**INPUT FOR THIS TASK:**
------------

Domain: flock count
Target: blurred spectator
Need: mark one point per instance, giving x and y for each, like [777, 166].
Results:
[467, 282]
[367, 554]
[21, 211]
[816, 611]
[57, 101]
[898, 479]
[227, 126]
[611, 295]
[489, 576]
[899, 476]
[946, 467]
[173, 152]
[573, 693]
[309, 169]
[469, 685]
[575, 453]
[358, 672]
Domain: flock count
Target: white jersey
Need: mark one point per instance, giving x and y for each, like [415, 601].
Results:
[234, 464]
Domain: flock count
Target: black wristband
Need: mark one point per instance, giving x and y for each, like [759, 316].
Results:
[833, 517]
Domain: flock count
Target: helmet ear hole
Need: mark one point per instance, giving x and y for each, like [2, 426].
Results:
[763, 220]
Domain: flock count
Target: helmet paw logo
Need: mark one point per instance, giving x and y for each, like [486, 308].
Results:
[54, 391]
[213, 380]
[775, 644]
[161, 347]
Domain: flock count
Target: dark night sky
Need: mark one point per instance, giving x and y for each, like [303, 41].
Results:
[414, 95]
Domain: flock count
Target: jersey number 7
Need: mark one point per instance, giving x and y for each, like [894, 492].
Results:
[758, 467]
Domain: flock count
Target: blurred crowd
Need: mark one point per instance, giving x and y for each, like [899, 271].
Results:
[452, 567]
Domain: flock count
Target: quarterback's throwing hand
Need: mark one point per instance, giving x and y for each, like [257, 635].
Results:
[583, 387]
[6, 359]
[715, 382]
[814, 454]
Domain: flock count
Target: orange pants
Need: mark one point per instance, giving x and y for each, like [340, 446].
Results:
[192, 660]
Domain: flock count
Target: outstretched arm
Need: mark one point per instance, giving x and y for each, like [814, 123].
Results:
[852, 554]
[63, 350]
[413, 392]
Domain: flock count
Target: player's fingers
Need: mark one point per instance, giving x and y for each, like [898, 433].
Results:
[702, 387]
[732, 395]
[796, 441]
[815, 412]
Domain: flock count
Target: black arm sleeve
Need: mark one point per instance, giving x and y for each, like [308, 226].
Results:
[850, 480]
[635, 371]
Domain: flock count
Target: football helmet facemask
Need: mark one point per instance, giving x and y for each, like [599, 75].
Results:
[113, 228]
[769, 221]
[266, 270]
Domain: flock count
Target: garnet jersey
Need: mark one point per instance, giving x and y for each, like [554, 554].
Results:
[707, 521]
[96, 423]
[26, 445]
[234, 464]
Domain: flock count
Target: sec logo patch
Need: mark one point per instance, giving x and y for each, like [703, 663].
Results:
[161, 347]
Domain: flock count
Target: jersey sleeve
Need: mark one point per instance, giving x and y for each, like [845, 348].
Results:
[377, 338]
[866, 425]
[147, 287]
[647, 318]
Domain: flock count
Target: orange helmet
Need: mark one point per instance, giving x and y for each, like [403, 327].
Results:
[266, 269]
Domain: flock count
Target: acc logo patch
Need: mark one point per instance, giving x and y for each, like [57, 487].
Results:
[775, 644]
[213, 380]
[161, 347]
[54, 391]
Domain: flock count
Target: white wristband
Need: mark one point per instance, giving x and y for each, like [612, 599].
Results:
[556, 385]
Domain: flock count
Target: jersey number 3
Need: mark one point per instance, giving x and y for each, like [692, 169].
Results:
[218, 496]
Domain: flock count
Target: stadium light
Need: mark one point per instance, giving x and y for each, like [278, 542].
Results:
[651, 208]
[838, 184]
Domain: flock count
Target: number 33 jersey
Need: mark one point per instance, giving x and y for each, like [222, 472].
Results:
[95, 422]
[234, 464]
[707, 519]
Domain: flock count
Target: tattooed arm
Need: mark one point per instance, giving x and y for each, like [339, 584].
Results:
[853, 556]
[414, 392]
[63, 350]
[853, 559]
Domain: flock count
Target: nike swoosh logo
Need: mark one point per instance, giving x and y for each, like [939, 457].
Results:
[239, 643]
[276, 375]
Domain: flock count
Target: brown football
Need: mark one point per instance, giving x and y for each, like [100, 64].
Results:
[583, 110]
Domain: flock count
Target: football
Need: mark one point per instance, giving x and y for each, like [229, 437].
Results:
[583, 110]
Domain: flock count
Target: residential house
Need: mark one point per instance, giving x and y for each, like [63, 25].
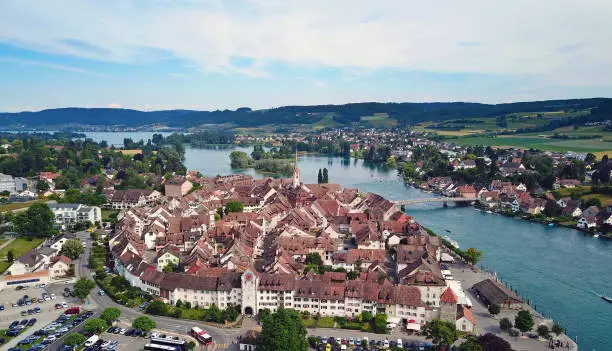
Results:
[177, 186]
[67, 214]
[59, 266]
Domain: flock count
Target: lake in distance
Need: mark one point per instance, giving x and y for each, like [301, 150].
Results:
[562, 271]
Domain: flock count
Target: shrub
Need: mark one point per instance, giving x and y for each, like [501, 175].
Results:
[325, 322]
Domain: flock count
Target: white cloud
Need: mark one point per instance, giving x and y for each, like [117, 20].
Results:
[561, 42]
[66, 68]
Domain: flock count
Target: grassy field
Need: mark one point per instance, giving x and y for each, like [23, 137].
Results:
[514, 121]
[19, 247]
[602, 197]
[17, 205]
[106, 213]
[326, 122]
[527, 142]
[380, 120]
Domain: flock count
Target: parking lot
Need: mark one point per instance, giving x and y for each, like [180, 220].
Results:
[124, 342]
[43, 311]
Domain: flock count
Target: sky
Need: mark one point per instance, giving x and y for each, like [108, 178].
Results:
[205, 55]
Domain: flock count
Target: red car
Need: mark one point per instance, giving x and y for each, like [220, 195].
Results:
[73, 310]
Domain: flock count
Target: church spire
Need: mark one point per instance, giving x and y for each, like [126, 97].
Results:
[296, 172]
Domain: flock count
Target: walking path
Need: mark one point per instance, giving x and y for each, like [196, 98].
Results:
[489, 324]
[6, 243]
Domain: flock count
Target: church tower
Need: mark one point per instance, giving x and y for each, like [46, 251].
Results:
[296, 172]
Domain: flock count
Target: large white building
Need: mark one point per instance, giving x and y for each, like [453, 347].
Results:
[66, 214]
[7, 183]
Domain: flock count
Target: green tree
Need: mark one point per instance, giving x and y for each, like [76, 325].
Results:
[74, 339]
[234, 206]
[493, 342]
[505, 324]
[42, 186]
[441, 332]
[523, 321]
[282, 330]
[158, 308]
[470, 344]
[143, 323]
[37, 220]
[95, 325]
[380, 323]
[72, 248]
[543, 331]
[494, 309]
[593, 202]
[110, 314]
[557, 329]
[472, 255]
[83, 287]
[366, 316]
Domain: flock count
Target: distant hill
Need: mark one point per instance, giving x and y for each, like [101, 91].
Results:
[403, 113]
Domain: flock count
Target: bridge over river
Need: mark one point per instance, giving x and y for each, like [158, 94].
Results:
[434, 199]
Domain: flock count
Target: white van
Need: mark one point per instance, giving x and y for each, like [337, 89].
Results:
[92, 340]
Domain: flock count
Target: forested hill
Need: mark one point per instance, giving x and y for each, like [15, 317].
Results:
[403, 113]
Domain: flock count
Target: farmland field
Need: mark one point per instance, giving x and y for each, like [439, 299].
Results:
[19, 247]
[527, 142]
[379, 121]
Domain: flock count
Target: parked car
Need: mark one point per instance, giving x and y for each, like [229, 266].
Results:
[73, 310]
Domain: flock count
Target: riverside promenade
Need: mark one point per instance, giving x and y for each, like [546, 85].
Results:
[469, 276]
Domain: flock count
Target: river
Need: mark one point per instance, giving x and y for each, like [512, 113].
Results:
[560, 270]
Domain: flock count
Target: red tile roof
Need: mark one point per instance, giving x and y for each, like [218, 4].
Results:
[449, 296]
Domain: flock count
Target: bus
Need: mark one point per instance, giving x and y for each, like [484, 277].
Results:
[180, 345]
[157, 347]
[201, 336]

------------

**WHAT YOU WILL DO:**
Gather from the data above every line with the string "church".

**YOUR RESPONSE:**
Target: church spire
Target: church tower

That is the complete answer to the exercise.